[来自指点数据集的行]
********************

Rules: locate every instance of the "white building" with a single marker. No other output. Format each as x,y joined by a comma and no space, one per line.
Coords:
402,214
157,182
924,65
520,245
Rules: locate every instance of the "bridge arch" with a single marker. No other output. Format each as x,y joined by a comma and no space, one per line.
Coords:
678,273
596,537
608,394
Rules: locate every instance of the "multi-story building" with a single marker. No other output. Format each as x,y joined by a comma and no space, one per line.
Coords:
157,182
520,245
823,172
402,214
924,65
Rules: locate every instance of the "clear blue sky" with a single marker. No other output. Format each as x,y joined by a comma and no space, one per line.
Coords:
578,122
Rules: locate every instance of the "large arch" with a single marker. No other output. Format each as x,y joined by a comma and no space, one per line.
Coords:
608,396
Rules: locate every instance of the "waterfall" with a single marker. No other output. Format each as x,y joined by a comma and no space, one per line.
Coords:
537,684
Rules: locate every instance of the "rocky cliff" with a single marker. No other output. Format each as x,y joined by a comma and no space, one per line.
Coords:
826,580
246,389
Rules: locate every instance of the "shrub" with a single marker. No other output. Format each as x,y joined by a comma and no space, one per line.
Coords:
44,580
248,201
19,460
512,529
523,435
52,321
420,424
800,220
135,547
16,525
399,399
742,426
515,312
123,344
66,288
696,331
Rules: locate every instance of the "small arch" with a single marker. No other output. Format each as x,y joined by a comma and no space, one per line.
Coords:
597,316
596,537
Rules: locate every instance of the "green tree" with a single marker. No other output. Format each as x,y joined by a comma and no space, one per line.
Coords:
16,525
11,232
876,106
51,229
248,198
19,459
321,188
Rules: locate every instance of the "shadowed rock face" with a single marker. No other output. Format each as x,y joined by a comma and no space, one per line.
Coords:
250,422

********************

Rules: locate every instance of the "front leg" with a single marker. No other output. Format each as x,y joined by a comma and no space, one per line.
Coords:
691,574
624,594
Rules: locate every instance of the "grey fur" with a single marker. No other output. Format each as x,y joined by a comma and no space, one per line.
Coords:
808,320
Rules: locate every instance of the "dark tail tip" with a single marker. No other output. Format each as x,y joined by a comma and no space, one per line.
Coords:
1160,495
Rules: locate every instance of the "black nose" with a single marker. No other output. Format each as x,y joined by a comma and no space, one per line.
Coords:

********************

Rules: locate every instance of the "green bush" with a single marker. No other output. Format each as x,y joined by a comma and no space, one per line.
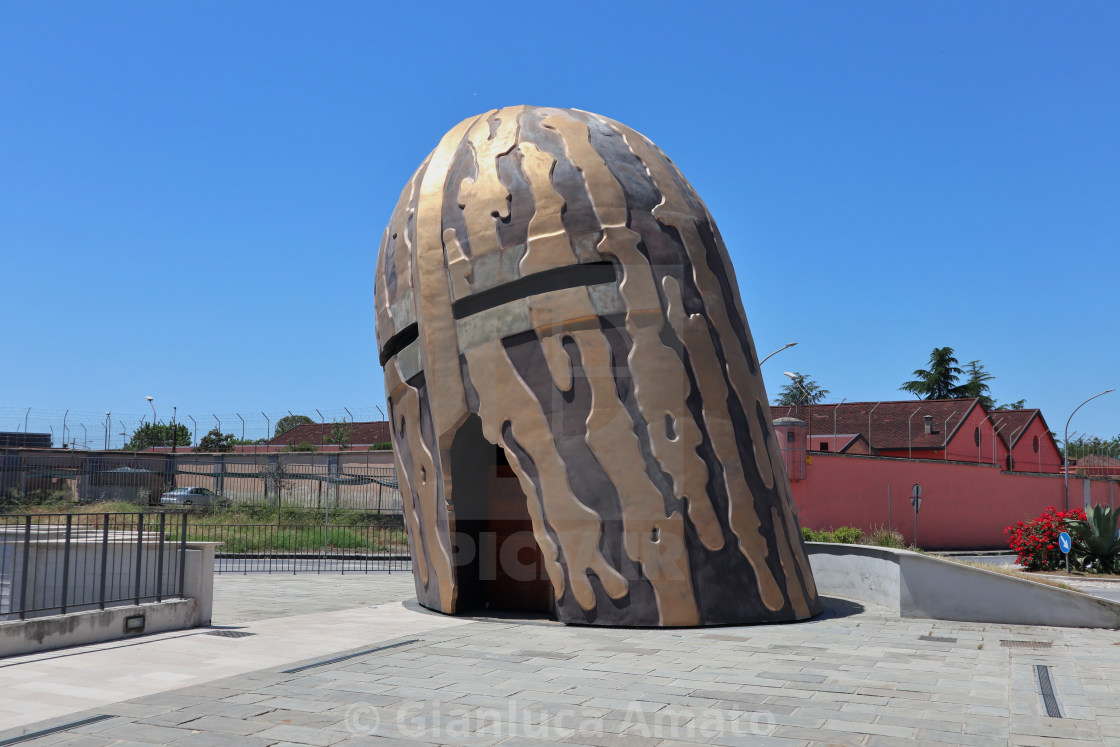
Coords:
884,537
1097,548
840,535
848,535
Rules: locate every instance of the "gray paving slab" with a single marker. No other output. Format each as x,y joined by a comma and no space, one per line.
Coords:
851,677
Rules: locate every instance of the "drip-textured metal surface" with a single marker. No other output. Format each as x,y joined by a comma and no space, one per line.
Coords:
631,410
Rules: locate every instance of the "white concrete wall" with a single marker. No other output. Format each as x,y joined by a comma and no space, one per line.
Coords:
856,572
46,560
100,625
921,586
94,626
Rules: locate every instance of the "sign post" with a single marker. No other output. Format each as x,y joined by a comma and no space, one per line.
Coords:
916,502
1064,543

********************

任务要求: 收集上面材料中所有含有“white”一词的行，并把这些行逐一原样抄出来。

完整答案:
Rules: locate every instance of the "white building" with a single marker. No other output. Format each as x,y joined by a comma and no space, one per line.
Rules: locate every instance of the "white concrete wall" with a single marker. No other output. Format each as x,y joined by a comma and no space, one per line.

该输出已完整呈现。